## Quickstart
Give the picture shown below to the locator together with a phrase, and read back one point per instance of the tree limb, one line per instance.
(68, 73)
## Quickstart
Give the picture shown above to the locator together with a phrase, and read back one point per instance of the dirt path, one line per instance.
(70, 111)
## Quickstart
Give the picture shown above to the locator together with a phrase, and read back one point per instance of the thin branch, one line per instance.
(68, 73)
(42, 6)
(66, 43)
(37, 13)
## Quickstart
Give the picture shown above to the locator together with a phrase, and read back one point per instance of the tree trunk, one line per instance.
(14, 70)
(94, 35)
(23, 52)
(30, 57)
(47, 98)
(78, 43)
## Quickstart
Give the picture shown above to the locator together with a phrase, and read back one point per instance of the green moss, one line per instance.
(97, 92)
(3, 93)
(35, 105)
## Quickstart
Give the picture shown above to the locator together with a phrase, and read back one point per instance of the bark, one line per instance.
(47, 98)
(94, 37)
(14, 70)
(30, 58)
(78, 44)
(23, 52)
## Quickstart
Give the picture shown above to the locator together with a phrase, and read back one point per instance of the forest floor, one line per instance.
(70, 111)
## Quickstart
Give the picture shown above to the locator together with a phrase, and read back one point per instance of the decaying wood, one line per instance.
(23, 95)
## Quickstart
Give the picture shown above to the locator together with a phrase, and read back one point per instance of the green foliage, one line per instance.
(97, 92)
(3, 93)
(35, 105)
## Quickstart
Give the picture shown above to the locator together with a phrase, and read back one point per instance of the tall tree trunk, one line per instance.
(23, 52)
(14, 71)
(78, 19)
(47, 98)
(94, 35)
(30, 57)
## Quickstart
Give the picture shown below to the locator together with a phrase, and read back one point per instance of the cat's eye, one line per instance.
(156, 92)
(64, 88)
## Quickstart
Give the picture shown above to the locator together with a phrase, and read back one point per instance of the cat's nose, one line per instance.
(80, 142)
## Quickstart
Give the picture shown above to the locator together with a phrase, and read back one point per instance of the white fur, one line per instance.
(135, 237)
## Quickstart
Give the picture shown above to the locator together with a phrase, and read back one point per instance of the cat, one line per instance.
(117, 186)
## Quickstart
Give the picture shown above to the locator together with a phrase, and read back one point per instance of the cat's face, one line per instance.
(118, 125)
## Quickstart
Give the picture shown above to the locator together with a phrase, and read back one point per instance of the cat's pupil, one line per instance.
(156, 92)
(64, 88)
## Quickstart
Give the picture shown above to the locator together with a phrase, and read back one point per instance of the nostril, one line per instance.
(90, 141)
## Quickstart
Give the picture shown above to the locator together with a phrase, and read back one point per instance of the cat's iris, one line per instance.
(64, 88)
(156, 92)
======
Exercise instructions:
Count the lines above that contain the string "tree", matching case exactly, and give only the number.

Expected answer:
3